- 取り組む課題
「297, row 149.」を含む行から「column 49, row 193」を含む行まで（両端を含む）のレコードを、指示1件につき1行の2列CSVとして整理してください。列名は「指示」と「回答」とし、それぞれの文字列は改行を空白に置き換えて、引用符で囲んだ1つのフィールドに収めること。

╭─ データ抜粋

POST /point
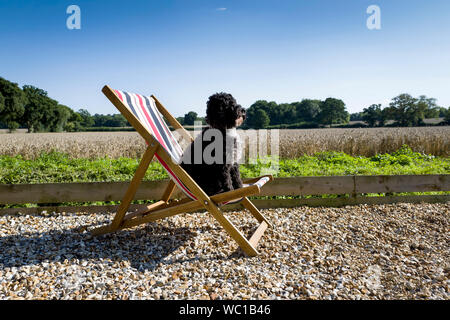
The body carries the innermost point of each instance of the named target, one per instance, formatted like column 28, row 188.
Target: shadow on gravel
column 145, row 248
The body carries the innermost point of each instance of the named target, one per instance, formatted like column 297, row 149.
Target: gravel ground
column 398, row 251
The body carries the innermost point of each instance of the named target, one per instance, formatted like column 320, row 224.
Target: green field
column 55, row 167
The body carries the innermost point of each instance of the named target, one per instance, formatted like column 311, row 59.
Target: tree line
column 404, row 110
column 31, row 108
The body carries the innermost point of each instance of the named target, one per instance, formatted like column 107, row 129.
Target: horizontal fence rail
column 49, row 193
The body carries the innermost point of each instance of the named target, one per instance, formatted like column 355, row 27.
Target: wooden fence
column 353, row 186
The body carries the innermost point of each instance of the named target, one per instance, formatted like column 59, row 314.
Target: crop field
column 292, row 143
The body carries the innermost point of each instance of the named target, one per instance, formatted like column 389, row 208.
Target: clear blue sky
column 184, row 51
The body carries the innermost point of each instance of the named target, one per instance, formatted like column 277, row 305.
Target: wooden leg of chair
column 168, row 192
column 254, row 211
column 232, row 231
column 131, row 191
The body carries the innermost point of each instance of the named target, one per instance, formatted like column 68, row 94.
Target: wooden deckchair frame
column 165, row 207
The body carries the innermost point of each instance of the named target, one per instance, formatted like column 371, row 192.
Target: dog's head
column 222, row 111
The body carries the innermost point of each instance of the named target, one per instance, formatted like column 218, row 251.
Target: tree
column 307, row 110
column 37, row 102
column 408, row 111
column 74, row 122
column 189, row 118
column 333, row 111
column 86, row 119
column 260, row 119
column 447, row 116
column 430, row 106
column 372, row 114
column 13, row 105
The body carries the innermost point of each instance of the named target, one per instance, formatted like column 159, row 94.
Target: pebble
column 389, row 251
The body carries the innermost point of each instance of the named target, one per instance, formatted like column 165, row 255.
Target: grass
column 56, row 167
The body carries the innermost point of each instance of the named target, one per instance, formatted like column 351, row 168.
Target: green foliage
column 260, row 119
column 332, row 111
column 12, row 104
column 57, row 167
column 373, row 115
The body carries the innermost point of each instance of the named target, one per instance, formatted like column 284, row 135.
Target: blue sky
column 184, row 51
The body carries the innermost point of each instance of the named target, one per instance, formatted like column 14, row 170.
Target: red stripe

╰─
╭─ データ抜粋

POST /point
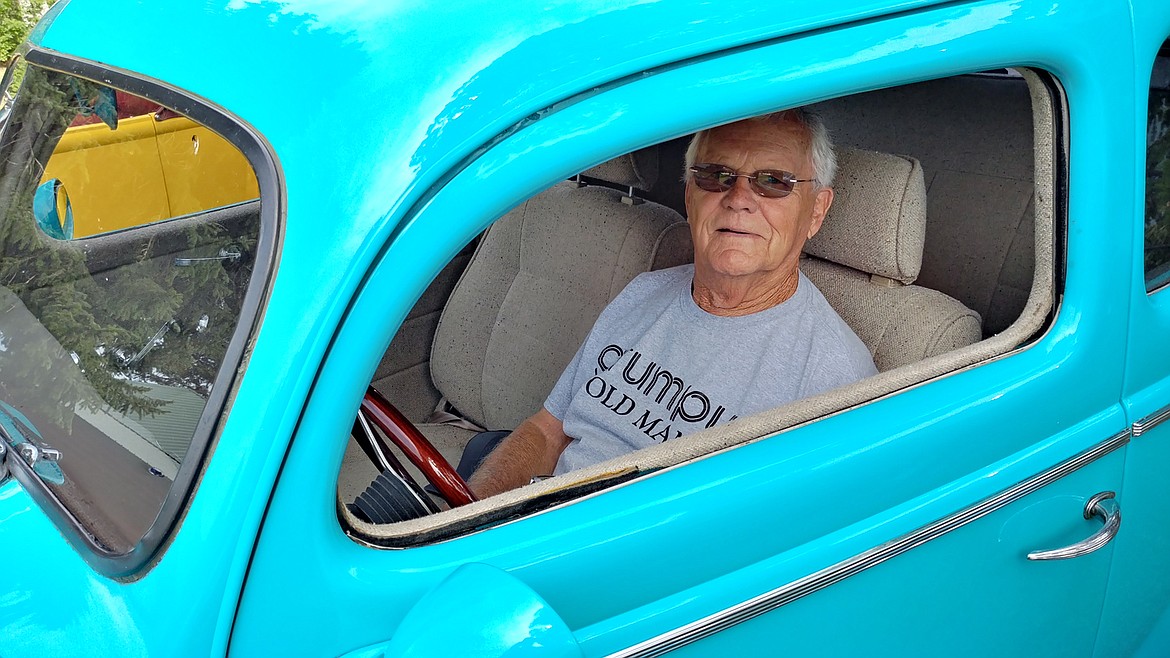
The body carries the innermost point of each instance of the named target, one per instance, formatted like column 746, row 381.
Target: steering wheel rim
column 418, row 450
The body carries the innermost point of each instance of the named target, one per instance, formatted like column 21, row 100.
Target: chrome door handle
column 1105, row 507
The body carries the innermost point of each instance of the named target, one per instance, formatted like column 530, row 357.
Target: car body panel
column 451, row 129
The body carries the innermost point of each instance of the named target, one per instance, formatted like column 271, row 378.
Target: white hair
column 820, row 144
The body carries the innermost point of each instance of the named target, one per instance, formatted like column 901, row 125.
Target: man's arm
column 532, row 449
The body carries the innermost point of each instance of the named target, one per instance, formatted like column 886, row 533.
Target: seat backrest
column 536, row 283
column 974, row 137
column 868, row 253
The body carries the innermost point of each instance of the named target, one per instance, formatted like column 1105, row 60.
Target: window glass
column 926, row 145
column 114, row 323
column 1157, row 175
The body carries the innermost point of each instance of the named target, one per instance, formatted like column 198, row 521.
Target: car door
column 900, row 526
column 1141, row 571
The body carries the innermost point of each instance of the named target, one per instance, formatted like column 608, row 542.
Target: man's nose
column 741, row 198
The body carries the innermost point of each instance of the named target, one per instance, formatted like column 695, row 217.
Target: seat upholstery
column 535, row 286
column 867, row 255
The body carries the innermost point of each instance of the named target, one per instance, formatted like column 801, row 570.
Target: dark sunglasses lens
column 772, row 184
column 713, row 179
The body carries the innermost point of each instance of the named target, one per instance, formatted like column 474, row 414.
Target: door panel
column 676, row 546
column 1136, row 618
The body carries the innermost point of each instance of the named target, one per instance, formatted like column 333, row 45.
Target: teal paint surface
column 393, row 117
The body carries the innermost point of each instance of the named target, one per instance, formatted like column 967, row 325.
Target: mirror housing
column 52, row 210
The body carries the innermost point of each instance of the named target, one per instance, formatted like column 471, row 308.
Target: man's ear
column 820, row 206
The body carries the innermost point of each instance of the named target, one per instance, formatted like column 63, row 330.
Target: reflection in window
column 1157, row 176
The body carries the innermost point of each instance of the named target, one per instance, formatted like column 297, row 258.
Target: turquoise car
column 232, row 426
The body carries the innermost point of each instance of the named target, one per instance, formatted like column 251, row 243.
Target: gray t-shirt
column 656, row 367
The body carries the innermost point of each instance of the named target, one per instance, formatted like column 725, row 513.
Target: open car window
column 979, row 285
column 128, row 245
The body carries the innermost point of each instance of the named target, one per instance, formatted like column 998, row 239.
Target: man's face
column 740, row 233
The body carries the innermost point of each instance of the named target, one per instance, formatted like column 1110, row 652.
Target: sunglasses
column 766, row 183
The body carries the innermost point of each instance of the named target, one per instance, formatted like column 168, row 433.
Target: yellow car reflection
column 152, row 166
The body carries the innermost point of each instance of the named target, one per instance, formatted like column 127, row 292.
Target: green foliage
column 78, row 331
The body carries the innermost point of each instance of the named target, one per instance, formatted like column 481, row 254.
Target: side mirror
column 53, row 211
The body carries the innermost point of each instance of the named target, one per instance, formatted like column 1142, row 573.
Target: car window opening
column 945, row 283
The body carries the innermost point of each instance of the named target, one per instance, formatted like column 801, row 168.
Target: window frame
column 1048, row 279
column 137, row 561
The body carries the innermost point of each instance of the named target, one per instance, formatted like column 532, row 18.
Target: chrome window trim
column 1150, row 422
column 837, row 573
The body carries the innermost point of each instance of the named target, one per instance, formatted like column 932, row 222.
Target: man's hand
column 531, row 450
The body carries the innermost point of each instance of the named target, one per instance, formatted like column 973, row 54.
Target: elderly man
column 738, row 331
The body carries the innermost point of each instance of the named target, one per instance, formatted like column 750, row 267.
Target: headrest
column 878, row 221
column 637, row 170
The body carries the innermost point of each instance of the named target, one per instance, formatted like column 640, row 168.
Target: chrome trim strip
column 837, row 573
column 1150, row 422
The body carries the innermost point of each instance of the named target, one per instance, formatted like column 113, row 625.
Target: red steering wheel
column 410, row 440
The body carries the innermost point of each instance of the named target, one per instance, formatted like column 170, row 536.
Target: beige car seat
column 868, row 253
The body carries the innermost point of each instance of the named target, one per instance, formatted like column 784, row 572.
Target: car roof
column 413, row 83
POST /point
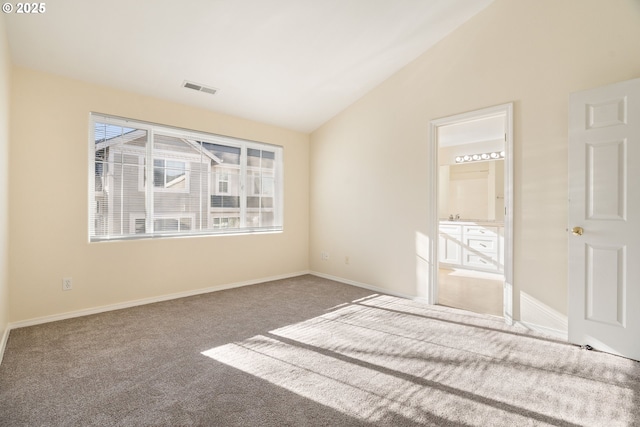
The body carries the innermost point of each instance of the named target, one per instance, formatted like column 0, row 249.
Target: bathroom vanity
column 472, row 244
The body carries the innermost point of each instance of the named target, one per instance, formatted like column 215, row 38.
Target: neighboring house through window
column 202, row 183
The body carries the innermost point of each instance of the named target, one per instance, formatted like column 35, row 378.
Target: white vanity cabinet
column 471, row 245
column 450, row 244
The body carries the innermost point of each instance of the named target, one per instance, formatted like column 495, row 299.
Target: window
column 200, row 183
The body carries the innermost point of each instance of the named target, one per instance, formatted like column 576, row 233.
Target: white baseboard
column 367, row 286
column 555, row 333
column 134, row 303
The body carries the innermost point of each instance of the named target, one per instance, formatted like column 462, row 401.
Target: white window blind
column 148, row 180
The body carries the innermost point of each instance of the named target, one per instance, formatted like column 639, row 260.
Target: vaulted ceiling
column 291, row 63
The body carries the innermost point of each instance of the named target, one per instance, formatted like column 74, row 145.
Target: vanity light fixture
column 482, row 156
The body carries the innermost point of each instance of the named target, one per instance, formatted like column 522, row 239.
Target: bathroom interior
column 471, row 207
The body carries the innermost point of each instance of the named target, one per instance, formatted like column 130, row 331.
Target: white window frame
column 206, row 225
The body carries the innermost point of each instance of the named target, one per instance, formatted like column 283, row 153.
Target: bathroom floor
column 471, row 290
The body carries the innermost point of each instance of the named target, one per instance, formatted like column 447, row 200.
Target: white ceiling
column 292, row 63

╰─

- 解答全文
指示,回答
"The body carries the innermost point of each instance of the named target, one per instance, formatted like column 297, row 149. Target: gravel ground","column 398, row 251"
"The body carries the innermost point of each instance of the named target, one per instance, formatted like column 320, row 224. Target: green field","column 55, row 167"
"The body carries the innermost point of each instance of the named target, one per instance, formatted like column 311, row 59. Target: tree line","column 404, row 110 column 31, row 108"
"The body carries the innermost point of each instance of the named target, one per instance, formatted like column 107, row 129. Target: horizontal fence rail","column 49, row 193"